**TEXT DES DOKUMENTS**
-=-=-
Einerseits fehlt es an einer unabhängigen Untersuchung dieser Vorwürfe, da Israel diese blockiert, andererseits bestehen erhebliche Zweifel an der Glaubwürdigkeit der Zeugenaussagen, die diese Anschuldigungen stützen. Gleichzeitig ist der Einsatz sexualisierter Gewalt und der systematische Einsatz von Vergewaltigung als Waffe durch israelische Soldaten gegen Palästinenser bereits vor dem 7. Oktober mehrfach dokumentiert worden.
Im Jahr 2015 veröffentlichte die israelische Menschenrechtsorganisation Public Committee Against Torture in Israel die Ergebnisse einer Untersuchung aus den Jahren 2005 bis 2012. Die Ergebnisse zeigten, dass der Einsatz sexualisierter Gewalt gegen palästinensische Gefangene einer Systematik folgt. Am 5. August in diesem Jahr veröffentlichte die UN einen Bericht der Sonderberichterstatter in den besetzten palästinensischen Gebieten. Der Bericht wirft Israel massive und systematische Menschenrechtsverletzungen an palästinensischen Gefangenen vor, unter anderem durch den Einsatz sexualisierter Gewalt.
Die von israelischen Soldaten durchgeführte und dokumentierte Gruppenvergewaltigung eines palästinensischen Gefangenen im Gefängnis Sde-Teiman ist dabei laut UN-Bericht nur die Spitze des Eisbergs. Dass diese bestialische und unmenschliche Gruppenvergewaltigung von dem israelischen Minister für nationale Sicherheit (Ben-Gvir) verteidigt und glorifiziert wurde, verdeutlicht die Systematik hinter der israelischen Politik, sexualisierte Gewalt gegen Palästinenser auszuüben. Ben-Gvir hatte, nachdem die beteiligten Soldaten im Gefängnis von der Militärpolizei unter Arrest gestellt wurden, mit einem rechten Mob das Gefängnis gestürmt und versucht die Vergewaltiger zu befreien. m 18. August veröffentlichte das israelische Institut für nationale Sicherheitsstudien die Ergebnisse einer Umfrage, in der unter anderem nach den Konsequenzen für die Vergewaltiger gefragt wurde. Zwei Drittel der Befragten, also 65 %, sprachen sich gegen Strafen für die Vergewaltiger aus. Stattdessen wurden diese von Würdenträgern geehrt und traten mehrfach im israelischen Fernsehen auf. Dieses schockierende Ergebnis spiegelt die weit verbreitete politische Haltung in Israel wider, die Palästinenser als minderwertig ansieht, gegen die jede Form von Gewalt legitim erscheint.
-=-=-
**BEREITGESTELLTE DATEN**
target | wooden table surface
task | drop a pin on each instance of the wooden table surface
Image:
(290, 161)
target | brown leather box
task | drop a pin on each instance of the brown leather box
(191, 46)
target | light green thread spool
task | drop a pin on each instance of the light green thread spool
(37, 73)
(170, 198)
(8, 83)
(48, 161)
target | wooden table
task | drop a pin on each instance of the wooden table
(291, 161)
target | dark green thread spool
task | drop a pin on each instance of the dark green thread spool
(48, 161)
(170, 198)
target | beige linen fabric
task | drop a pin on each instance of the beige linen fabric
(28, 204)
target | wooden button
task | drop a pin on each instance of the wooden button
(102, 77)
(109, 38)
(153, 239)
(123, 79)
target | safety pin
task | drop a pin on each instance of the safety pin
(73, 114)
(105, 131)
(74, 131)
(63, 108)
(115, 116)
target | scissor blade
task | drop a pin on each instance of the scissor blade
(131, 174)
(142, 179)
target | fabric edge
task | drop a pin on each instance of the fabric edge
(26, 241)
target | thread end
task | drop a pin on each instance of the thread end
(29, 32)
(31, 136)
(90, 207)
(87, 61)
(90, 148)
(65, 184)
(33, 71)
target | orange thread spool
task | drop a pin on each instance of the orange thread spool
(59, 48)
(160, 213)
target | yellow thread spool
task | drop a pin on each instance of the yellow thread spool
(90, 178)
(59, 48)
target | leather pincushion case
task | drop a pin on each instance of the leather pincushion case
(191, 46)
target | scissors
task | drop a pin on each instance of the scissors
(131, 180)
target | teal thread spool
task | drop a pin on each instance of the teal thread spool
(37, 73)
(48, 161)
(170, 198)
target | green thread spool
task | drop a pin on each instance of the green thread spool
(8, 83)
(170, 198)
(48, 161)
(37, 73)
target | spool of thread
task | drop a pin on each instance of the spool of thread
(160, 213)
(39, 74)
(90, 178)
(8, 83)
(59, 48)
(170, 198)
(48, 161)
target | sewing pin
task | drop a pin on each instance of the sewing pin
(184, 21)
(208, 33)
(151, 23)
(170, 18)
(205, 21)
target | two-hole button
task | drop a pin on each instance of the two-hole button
-=-=-
**AUFGABEN**
1. Stimmen die folgenden Aussagen mit dem Text über sexualisierte Gewalt gegen palästinensische Gefangene überein? Antworten Sie jeweils mit Ja oder Nein und zitieren Sie die entscheidenden Worte des Textes wörtlich.
(a) Die Untersuchung des Public Committee Against Torture in Israel bezog sich auf die Jahre 2005 bis 2012.
(b) Die UN veröffentlichte den Bericht der Sonderberichterstatter am 18. August.
(c) In der Umfrage sprach sich die Hälfte der Befragten gegen Strafen für die Vergewaltiger aus.
2. Führen Sie bitte den Text über sexualisierte Gewalt gegen palästinensische Gefangene im Anschluss an seinen letzten Satz fort.

**IHRE ANTWORTEN**
1.
(a) Ja: „die Ergebnisse einer Untersuchung aus den Jahren 2005 bis 2012“
(b) Nein: „Am 5. August in diesem Jahr veröffentlichte die UN einen Bericht der Sonderberichterstatter“
(c) Nein: „Zwei Drittel der Befragten, also 65 %, sprachen sich gegen Strafen für die Vergewaltiger aus.“

2.
Die deutschen Medien berichten über diesen systematischen Einsatz sexualisierter Gewalt gegen Palästinenser entweder gar nicht oder deutlich weniger als über die bereits widerlegten Lügengeschichten vom 7. Oktober. Die Rolle der Medien besteht somit einerseits darin, die Palästinenser als die Bösen und Israel als die Guten darzustellen, was gleichzeitig eine Rechtfertigung für Menschenrechts- und Kriegsverbrechen an den Palästinensern liefert. Andererseits wird über die bereits vor dem 7. Oktober begangenen Menschenrechts- und Kriegsverbrechen an den Palästinensern systematisch geschwiegen oder nur am Rande berichtet.
Es wird deutlich, dass die israelische Armee all diese Lügengeschichten benötigt, um ihren brutalen Genozid an den Palästinensern zu rechtfertigen. Dass deutsche Medien diese Lügen einerseits unkritisch reproduzieren und andererseits über die Zehntausenden getöteten Kinder in Gaza kaum berichten, verdeutlicht einmal mehr die Rolle der deutschen Medien beim Genozid in Gaza.
Es liegt daher auch in der Verantwortung der Leser, die von den Medien verbreiteten Nachrichten über Palästina stets kritisch zu hinterfragen und sich stattdessen umfassend aus unabhängigen Quellen zu informieren.